The Vortex Flash Hider has been called the "most effective flash hider available short of a (sound) suppressor" by writer and gunsmith Patrick Sweeney, when used on an AR-15. In a 2005 article appearing in SWAT magazine it was deemed to be superior to the M16A2 "bird cage" flash suppressor and the Yankee Hill Machine Phantom Flash Suppressor. Peter G. Kokalis of Soldier of Fortune magazine and Shotgun News wrote that he installed over 300 Vortex Flash hiders while working as a military advisor with a Central American paramilitary unit in the 1980s.

The Vortex Flash Hider is used by the US Military on M4 carbines and M16 rifles with the NATO Stock Number of NSN 1005-01-591-5825, PN 1001V.

==M14 rifles==
The Vortex Flash Hider has been used on the US Army's SOCCOM M14 rifle as the SEI 2000V and was chosen because it reduces visible flash by 99%. Installation of the SEI 2000V requires removal of the factory front sight and shooters in need of a front sight for their rifle can replace the rifle's gas block with a unit from Smith that includes an attached front sight post. The Crazy Horse rifle and the Mk 14 Enhanced Battle Rifle (both made by SEI) utilize the M14 Vortex as well and the Wind Talker sound suppressor and its predecessor, the M14 Direct Connect, were designed to fit over the Vortex in a direct connect fashion.

_Brief 1:_
Reproduce the portion of the Vortex Flash Hider text between "The Vortex Flash Hider has been called" and "1005-01-591-5825, PN 1001V.", inclusive.
_Brief 2:_
Pick up the Vortex Flash Hider text where it stops, and write its next few sentences.

_Data to examine:_
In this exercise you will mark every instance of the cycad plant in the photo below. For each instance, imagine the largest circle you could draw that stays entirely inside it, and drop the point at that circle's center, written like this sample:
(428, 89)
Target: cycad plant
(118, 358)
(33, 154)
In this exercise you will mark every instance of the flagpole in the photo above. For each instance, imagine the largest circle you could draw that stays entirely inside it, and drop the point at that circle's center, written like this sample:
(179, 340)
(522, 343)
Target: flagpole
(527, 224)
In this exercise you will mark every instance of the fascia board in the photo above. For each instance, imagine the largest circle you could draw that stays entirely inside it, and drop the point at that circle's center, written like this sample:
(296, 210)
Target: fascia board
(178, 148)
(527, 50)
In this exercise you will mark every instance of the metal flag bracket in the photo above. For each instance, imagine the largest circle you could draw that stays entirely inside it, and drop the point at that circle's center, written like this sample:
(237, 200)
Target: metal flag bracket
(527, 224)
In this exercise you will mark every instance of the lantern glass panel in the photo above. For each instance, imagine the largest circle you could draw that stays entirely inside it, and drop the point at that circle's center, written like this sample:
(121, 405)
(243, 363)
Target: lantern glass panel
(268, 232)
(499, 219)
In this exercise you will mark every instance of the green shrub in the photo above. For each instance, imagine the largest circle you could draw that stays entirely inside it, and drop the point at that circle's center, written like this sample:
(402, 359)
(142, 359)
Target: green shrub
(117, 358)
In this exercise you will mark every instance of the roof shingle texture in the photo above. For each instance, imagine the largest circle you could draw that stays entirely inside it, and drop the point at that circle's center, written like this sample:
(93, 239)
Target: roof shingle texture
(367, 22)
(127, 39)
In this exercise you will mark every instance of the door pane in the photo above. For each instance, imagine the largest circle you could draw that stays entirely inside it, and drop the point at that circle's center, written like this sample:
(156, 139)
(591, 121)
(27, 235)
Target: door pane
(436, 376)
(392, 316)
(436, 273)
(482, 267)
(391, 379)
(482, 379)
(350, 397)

_Answer space 1:_
The Vortex Flash Hider has been called the "most effective flash hider available short of a (sound) suppressor" by writer and gunsmith Patrick Sweeney, when used on an AR-15. In a 2005 article appearing in SWAT magazine it was deemed to be superior to the M16A2 "bird cage" flash suppressor and the Yankee Hill Machine Phantom Flash Suppressor. Peter G. Kokalis of Soldier of Fortune magazine and Shotgun News wrote that he installed over 300 Vortex Flash hiders while working as a military advisor with a Central American paramilitary unit in the 1980s.

The Vortex Flash Hider is used by the US Military on M4 carbines and M16 rifles with the NATO Stock Number of NSN 1005-01-591-5825, PN 1001V.

_Answer space 2:_
==50 caliber rifles and machine guns==

In 2011 Naval Surface Warfare Center Crane Division adopted the Vortex Flash Hider for use on 50 caliber machine guns and rifles after it was rated the number one suppressor in their test report. The testing performed by CRANE showed that the Vortex maintained a 95% flash reduction threshold through 10,000 rounds of machine gun fire and was proven to not adversely affect normal combat functions, weapon firing or cycling, or interfere with mechanical sights. The US Military's NATO Stock Number for this flash hider is NSN 1005-01-603-1401, PN 6021.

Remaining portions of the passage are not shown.